### [Work request A]
From the salmon aid article, list every kind of applicant that is eligible to apply for the aid.
### [Work request B]
For each statement, say whether the salmon aid article agrees with it, answering yes or no and quoting the deciding words: (i) California receives $62 million of the first release; (ii) NOAA Fisheries will distribute the money to applicants itself; (iii) Congress appropriated the disaster relief in May.
### [Work request C]
Rewrite the paragraph of the salmon aid article beginning "About $25 million will go to Oregon" as a short list, keeping its main facts.

### [Passage provided]

September 17, 2008,  by Michael Milstein, The Oregonian

Federal officials released $100 million in disaster aid Wednesday for fishermen and related businesses hurt by the shutdown of West Coast ocean salmon fishing this summer -- and warned that next year might not be much better.

About $25 million will go to Oregon, $12 million to Washington and $62 million to California. The breakdown is based on the projected economic impact of the shutdown in each state.

An additional $70 million in aid will be released once that money is spent, officials said.

Commercial fishermen, processors, wholesalers, charter boat owners and related businesses such as motels are eligible to apply for aid. NOAA Fisheries, a federal agency, provided the money as a grant to the Pacific States Marine Fisheries Commission, which will distribute the money.

Get applications and information on the disaster assistance.

Secretary of Commerce Carlos Gutierrez issued a fishery disaster declaration in May, and Congress appropriated the $170 million in disaster relief in July.

### [Extracted material]
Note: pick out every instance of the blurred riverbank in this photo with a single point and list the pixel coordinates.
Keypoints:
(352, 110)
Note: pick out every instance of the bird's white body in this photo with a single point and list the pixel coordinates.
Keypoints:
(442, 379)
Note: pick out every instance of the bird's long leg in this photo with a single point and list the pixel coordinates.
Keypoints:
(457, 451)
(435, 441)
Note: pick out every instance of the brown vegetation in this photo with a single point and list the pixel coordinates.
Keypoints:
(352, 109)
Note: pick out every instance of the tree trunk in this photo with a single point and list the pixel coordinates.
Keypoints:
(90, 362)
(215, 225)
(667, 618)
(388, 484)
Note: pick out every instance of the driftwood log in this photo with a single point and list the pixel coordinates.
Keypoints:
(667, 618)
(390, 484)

### [Response area A]
- Commercial fishermen
- Processors
- Wholesalers
- Charter boat owners
- Related businesses such as motels

### [Response area B]
(i) Yes: "$62 million to California."
(ii) No: "provided the money as a grant to the Pacific States Marine Fisheries Commission, which will distribute the money."
(iii) No: "Congress appropriated the $170 million in disaster relief in July."

### [Response area C]
- Oregon: about $25 million
- Washington: $12 million
- California: $62 million
- Basis for the split: projected economic impact of the shutdown in each state